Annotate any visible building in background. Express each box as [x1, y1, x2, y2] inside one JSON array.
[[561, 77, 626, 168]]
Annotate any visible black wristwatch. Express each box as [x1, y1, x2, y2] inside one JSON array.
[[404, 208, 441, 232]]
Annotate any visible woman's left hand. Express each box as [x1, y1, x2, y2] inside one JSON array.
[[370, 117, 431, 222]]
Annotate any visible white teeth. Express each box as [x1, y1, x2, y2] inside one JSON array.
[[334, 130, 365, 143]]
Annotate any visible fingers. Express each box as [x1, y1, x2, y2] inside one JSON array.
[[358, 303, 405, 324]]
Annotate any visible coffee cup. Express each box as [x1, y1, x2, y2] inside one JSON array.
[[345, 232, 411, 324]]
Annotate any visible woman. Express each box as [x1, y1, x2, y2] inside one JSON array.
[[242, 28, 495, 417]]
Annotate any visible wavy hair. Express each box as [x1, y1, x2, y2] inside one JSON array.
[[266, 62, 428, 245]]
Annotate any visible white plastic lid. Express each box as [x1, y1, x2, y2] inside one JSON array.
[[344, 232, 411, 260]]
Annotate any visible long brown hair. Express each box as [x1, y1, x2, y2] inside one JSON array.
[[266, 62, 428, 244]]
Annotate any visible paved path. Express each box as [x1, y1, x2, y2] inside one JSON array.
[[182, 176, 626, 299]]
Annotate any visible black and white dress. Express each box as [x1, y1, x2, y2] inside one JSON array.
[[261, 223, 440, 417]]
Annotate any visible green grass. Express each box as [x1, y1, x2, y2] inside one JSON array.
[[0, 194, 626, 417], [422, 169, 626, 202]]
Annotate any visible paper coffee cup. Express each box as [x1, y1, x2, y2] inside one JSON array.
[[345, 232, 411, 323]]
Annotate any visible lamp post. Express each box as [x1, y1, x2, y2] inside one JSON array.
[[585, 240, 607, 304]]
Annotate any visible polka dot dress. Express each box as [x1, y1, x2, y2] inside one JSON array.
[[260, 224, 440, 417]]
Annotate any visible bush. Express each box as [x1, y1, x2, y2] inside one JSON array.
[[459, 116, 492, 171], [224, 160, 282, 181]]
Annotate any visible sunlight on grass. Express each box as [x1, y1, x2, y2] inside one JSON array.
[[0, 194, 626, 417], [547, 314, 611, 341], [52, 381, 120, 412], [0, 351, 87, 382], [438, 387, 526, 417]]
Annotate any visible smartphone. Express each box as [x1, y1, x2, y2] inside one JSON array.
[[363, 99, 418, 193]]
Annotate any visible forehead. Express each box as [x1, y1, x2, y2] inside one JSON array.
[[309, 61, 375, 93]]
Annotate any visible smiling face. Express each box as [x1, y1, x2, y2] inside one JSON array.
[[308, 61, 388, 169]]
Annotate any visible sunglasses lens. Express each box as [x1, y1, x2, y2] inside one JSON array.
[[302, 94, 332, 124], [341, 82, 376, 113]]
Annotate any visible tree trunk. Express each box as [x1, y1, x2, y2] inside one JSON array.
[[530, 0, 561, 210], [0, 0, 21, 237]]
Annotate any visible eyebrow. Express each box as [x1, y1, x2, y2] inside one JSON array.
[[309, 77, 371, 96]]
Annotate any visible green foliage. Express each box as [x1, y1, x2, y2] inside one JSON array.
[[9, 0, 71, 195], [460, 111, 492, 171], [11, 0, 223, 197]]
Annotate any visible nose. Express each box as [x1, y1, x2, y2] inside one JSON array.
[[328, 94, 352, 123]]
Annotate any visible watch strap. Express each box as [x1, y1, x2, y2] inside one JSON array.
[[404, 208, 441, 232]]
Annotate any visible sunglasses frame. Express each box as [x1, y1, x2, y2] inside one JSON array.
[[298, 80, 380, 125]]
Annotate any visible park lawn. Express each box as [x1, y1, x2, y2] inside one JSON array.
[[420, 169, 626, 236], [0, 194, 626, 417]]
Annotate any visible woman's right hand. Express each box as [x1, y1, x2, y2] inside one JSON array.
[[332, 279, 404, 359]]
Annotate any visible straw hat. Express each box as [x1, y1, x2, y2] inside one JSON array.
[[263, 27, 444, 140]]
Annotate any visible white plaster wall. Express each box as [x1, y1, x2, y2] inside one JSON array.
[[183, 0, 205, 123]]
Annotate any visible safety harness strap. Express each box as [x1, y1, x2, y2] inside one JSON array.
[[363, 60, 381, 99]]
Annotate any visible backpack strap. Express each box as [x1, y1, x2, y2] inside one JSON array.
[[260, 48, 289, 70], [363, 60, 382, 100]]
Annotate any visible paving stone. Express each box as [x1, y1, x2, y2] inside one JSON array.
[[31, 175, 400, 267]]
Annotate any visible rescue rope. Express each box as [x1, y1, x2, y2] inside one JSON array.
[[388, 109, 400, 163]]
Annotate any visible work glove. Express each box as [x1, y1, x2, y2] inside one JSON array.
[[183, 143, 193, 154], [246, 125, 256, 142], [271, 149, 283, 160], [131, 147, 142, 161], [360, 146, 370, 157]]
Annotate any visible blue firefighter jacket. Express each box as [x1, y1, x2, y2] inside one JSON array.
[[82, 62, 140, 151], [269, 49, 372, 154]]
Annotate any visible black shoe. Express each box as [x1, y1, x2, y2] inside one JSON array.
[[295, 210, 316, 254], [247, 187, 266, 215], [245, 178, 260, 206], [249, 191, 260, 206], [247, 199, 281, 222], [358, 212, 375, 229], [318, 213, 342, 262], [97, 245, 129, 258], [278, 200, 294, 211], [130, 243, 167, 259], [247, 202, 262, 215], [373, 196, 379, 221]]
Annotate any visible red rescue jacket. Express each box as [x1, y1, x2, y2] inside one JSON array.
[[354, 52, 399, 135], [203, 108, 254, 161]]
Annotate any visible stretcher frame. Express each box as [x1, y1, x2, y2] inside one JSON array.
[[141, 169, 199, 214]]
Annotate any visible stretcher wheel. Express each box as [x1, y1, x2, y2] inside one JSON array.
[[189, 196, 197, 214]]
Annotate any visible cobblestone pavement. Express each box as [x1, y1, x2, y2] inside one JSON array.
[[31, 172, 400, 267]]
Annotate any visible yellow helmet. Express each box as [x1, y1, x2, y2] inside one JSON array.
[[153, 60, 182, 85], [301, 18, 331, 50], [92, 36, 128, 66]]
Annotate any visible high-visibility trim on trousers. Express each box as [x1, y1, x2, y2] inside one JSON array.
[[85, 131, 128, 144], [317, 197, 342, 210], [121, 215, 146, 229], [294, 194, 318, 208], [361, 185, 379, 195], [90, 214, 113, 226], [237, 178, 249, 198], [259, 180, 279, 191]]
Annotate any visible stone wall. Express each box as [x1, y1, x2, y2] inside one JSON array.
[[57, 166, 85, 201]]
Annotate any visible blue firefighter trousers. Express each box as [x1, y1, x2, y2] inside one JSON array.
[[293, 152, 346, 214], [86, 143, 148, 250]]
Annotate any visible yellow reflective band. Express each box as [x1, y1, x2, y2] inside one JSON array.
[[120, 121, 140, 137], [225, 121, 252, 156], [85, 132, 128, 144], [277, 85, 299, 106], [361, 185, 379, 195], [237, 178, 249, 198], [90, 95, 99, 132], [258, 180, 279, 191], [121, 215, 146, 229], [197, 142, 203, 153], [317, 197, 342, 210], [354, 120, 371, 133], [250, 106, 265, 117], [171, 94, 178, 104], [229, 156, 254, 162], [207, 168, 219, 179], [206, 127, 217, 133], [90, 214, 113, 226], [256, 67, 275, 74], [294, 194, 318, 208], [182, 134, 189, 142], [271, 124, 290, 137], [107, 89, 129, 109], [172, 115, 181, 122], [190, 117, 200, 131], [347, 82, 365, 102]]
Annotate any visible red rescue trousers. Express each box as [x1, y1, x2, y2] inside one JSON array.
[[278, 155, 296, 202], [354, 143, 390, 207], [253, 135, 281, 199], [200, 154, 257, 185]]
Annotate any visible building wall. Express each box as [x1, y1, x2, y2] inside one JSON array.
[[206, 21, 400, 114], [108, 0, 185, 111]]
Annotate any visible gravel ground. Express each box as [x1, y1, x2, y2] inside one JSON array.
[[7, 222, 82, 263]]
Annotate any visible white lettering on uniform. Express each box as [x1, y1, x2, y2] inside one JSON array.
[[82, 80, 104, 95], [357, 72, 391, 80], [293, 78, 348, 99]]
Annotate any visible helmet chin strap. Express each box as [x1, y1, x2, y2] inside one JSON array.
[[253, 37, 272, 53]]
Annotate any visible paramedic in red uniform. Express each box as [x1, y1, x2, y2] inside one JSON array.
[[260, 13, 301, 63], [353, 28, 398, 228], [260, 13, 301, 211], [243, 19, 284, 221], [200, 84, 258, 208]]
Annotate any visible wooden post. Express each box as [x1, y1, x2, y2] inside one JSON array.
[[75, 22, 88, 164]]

▸ Work required:
Can you scale the records starting at the line containing "Annotate any visible blue firefighter jacket." and ending at the line containing "[[293, 152, 346, 214], [86, 143, 148, 250]]", both included, giving all of those lines again with every bounding-box coordinate in the answers multiplied by 1.95 and rounded to a whole number, halves rounding up, while keeping the other lines unchanged? Return only those lines.

▸ Task answer:
Annotate any visible blue firefighter jacket. Express each box as [x1, y1, x2, y2] inside one JSON array.
[[160, 121, 273, 294], [525, 96, 725, 300]]
Annotate any visible black shoe. Express each box as [x1, y1, x2, y2] inside one JSON array.
[[575, 410, 616, 495], [482, 365, 519, 419], [478, 347, 507, 402], [486, 372, 507, 402], [482, 388, 548, 433], [698, 413, 731, 447], [620, 415, 667, 511], [189, 478, 252, 503], [542, 390, 573, 411], [254, 474, 326, 505], [482, 394, 511, 419], [727, 382, 739, 431]]
Annotate any visible red rescue jacket. Express each box as [x1, y1, x2, y2] inside one JSON array.
[[690, 101, 778, 263], [396, 211, 495, 314]]
Annotate any visible stretcher frame. Express each box as [x1, y1, x2, y2] inside one JSON array.
[[275, 330, 388, 417]]
Annotate any visible stretcher wheel. Express each box as [x1, y1, x2, y2] inside one JSON array.
[[369, 382, 384, 417]]
Annotate any visible cobblestone pavement. Express each box as [x1, y1, x2, y2] inside one JSON array.
[[60, 335, 780, 521]]
Annotate any visible yellow helmet. Express each box as [x1, y1, x2, y2] inside one JSON array.
[[298, 117, 355, 166], [587, 35, 645, 98], [179, 70, 250, 129]]
Annotate any visible high-visibility trim on trousers. Express each box as [x1, y1, x2, y2] inside one JSON array.
[[166, 255, 250, 281], [618, 384, 667, 410], [236, 419, 285, 447], [573, 378, 620, 406], [704, 361, 739, 380], [176, 417, 220, 441], [462, 347, 486, 386], [505, 351, 544, 372]]
Annotate any visible stone wall. Express each box as [x1, y1, x2, y2] inside one JSON array.
[[111, 324, 166, 392]]
Annotate any visible blue firefighter trousers. Express each box as [x1, y1, x2, y2] inside one JSON array.
[[571, 296, 675, 417], [168, 279, 289, 488]]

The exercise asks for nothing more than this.